Task to carry out :: No record may be omitted; give all of them again exactly.

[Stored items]

=====

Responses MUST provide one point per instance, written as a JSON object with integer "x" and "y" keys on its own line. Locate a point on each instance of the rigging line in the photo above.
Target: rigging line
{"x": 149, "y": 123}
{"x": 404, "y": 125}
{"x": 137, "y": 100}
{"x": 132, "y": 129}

=====

Exercise result ::
Responses MUST provide one point per instance, written as a JSON object with integer "x" and "y" keys on its own line. Locate a point on each instance of the rigging line in the photo above.
Target: rigging line
{"x": 149, "y": 123}
{"x": 404, "y": 125}
{"x": 137, "y": 100}
{"x": 132, "y": 129}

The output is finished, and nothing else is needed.